(Records from a collection)

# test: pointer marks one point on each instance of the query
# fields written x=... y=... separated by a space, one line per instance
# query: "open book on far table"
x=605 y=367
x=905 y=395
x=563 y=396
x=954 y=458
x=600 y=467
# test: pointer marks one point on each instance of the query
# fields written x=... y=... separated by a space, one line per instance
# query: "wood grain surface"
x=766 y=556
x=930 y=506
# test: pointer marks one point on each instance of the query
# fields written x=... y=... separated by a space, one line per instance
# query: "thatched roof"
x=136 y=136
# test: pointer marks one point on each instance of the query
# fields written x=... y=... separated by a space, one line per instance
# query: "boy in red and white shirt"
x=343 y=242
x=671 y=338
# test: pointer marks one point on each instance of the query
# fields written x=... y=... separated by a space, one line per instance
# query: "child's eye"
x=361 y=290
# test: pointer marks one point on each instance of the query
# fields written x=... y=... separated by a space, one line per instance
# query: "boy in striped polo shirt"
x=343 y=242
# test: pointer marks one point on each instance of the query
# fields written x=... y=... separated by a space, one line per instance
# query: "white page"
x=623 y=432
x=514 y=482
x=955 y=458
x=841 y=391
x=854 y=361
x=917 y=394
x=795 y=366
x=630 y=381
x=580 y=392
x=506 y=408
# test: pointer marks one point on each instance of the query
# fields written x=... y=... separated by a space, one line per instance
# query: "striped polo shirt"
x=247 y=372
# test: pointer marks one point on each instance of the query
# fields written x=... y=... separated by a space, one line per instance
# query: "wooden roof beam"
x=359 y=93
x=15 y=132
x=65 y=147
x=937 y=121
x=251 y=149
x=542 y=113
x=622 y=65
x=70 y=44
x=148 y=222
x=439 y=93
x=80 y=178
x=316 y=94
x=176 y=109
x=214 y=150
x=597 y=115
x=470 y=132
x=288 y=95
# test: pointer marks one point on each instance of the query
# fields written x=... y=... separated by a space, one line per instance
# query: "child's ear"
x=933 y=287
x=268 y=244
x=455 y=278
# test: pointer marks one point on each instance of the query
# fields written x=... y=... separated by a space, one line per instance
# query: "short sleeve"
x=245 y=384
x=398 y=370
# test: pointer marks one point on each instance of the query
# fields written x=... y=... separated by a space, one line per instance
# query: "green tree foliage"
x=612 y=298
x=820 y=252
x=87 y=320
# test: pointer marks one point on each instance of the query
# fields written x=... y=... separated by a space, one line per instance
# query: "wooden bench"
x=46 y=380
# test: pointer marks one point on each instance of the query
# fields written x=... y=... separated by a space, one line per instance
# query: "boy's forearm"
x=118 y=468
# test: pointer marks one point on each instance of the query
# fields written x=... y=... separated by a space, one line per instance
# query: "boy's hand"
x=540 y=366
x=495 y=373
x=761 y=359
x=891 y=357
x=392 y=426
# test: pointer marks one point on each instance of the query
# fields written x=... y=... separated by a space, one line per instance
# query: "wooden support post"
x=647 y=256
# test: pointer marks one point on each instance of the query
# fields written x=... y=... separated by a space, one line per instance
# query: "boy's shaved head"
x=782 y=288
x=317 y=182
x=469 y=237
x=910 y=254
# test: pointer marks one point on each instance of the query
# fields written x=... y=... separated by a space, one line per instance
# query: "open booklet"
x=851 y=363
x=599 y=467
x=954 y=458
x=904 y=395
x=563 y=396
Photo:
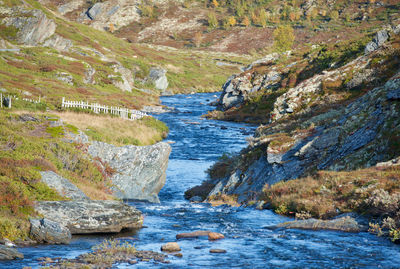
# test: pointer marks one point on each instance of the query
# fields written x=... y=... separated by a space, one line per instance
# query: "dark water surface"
x=198 y=143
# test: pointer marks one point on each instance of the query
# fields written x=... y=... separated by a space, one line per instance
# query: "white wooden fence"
x=1 y=100
x=31 y=100
x=125 y=113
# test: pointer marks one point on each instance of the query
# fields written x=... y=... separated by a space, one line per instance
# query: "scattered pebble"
x=215 y=236
x=217 y=250
x=179 y=255
x=171 y=247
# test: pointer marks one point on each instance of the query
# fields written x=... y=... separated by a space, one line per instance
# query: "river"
x=249 y=243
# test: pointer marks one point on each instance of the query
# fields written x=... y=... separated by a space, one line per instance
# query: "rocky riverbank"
x=315 y=125
x=65 y=206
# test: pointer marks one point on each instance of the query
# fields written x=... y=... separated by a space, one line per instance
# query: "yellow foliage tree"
x=231 y=21
x=215 y=3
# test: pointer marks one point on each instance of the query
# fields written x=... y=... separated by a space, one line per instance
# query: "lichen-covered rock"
x=58 y=42
x=127 y=78
x=65 y=77
x=47 y=231
x=140 y=170
x=88 y=217
x=7 y=253
x=62 y=185
x=345 y=224
x=116 y=13
x=381 y=37
x=158 y=77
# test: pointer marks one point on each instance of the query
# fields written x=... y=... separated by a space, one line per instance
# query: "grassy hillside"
x=30 y=145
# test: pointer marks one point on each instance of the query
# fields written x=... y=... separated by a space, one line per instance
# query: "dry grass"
x=327 y=193
x=115 y=131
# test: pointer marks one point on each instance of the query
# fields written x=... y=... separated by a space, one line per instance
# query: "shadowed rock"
x=47 y=231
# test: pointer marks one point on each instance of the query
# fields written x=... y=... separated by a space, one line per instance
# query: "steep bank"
x=332 y=119
x=46 y=173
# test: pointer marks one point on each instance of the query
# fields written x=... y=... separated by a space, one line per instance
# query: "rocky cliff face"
x=360 y=134
x=140 y=171
x=305 y=85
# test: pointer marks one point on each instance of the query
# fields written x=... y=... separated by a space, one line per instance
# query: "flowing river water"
x=249 y=243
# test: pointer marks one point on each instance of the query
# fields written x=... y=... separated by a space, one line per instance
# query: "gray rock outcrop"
x=237 y=88
x=345 y=224
x=347 y=138
x=65 y=77
x=158 y=77
x=47 y=231
x=63 y=186
x=7 y=253
x=127 y=82
x=140 y=170
x=377 y=41
x=116 y=13
x=89 y=75
x=88 y=217
x=33 y=26
x=58 y=42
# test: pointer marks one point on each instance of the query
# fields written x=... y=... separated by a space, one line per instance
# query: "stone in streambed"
x=196 y=199
x=47 y=231
x=7 y=253
x=87 y=217
x=171 y=247
x=216 y=250
x=192 y=234
x=215 y=236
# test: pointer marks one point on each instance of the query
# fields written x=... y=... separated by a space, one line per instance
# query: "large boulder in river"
x=140 y=170
x=7 y=253
x=88 y=217
x=47 y=231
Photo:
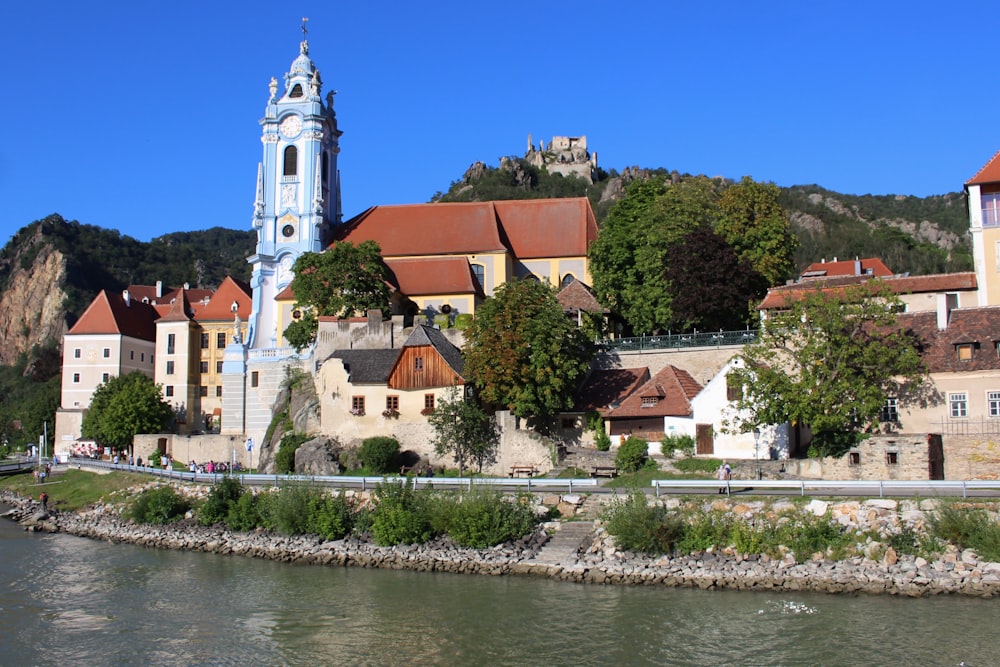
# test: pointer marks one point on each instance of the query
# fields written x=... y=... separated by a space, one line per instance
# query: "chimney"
x=946 y=304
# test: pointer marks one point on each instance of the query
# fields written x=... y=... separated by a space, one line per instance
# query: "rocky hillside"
x=916 y=235
x=51 y=269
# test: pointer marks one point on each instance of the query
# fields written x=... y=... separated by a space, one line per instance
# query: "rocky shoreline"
x=597 y=562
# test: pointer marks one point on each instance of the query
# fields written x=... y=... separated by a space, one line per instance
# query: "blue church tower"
x=297 y=204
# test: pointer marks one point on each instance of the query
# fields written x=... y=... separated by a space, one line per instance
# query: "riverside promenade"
x=577 y=551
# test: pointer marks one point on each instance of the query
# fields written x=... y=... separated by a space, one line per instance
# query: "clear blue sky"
x=142 y=116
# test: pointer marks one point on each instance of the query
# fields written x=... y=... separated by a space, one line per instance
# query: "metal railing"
x=346 y=481
x=834 y=487
x=675 y=341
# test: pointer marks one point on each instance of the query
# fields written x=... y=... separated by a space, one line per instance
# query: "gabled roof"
x=140 y=292
x=220 y=304
x=437 y=275
x=672 y=388
x=530 y=229
x=109 y=314
x=427 y=229
x=577 y=297
x=778 y=297
x=856 y=267
x=606 y=387
x=990 y=173
x=180 y=309
x=424 y=335
x=367 y=366
x=538 y=228
x=978 y=326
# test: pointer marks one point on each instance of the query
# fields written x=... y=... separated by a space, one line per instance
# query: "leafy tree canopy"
x=829 y=361
x=344 y=280
x=711 y=288
x=463 y=429
x=522 y=352
x=123 y=407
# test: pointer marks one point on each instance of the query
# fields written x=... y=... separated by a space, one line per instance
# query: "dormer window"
x=965 y=351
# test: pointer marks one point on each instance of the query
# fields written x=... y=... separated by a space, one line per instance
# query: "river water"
x=73 y=601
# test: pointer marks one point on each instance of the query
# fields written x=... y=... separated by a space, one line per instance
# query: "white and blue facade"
x=297 y=203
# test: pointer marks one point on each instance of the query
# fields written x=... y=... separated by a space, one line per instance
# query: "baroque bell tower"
x=297 y=203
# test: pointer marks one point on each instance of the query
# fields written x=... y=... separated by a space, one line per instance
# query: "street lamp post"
x=756 y=451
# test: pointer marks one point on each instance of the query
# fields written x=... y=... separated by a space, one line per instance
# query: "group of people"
x=214 y=467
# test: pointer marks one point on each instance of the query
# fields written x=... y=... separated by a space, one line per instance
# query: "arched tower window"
x=291 y=161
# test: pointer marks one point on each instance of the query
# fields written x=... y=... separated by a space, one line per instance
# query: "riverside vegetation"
x=906 y=547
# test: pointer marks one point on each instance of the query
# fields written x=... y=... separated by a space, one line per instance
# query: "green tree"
x=829 y=361
x=628 y=258
x=463 y=429
x=343 y=280
x=711 y=287
x=522 y=352
x=123 y=407
x=757 y=227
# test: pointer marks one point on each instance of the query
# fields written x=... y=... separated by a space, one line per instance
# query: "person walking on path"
x=725 y=474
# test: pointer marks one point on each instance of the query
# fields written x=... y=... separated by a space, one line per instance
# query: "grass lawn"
x=72 y=489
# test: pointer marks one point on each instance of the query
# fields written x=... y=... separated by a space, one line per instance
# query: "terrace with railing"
x=670 y=341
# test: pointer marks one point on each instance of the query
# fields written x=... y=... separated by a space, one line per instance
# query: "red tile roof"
x=607 y=387
x=108 y=314
x=979 y=326
x=854 y=267
x=779 y=297
x=219 y=306
x=990 y=173
x=577 y=297
x=538 y=228
x=533 y=228
x=443 y=275
x=673 y=388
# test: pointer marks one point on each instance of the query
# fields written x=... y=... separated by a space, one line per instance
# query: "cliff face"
x=31 y=303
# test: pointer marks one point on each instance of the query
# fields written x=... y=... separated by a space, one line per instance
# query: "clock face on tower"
x=291 y=126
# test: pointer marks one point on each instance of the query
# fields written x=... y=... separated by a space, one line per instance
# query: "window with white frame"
x=890 y=411
x=958 y=404
x=991 y=209
x=993 y=403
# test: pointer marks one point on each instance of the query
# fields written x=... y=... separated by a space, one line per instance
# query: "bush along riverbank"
x=908 y=547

#### EXERCISE INSTRUCTIONS:
Give as a numbered list, omitting blank lines, every line of the listing from its start through the line containing "x=247 y=372", inclusive.

#### REPLY:
1. # test: pointer marks one point on each instance of the query
2. # fields written x=... y=... separated by a space, one line per instance
3. # query: "open book on far table"
4. x=605 y=367
5. x=905 y=395
6. x=563 y=396
7. x=954 y=458
8. x=600 y=467
9. # test: pointer marks one point on each instance of the query
10. # fields written x=... y=... separated by a space, one line per instance
11. # query: "wood grain surface"
12. x=766 y=556
13. x=930 y=506
14. # test: pointer marks one point on each instance of the query
15. # fields written x=... y=... separated by a space, one line per instance
16. # query: "thatched roof"
17. x=136 y=136
18. # test: pointer marks one point on each instance of the query
19. # fields written x=... y=... separated by a space, one line per instance
20. # query: "boy in red and white shirt"
21. x=343 y=242
22. x=671 y=338
23. # test: pointer marks one point on each instance of the query
24. # fields written x=... y=... separated by a space, one line per instance
25. # query: "child's eye"
26. x=361 y=290
27. # test: pointer marks one point on each instance of the query
28. # fields written x=... y=... separated by a space, one line per instance
29. # query: "boy in striped polo shirt"
30. x=343 y=242
31. # test: pointer marks one point on each instance of the query
32. # fields written x=... y=... separated by a space, one line per instance
33. # query: "white page"
34. x=623 y=432
35. x=514 y=482
36. x=955 y=458
37. x=841 y=391
38. x=854 y=361
39. x=917 y=394
40. x=795 y=366
41. x=630 y=381
42. x=580 y=392
43. x=506 y=408
44. # test: pointer marks one point on each instance of the query
45. # fields written x=... y=... separated by a space, one line per instance
46. # query: "striped polo shirt"
47. x=247 y=372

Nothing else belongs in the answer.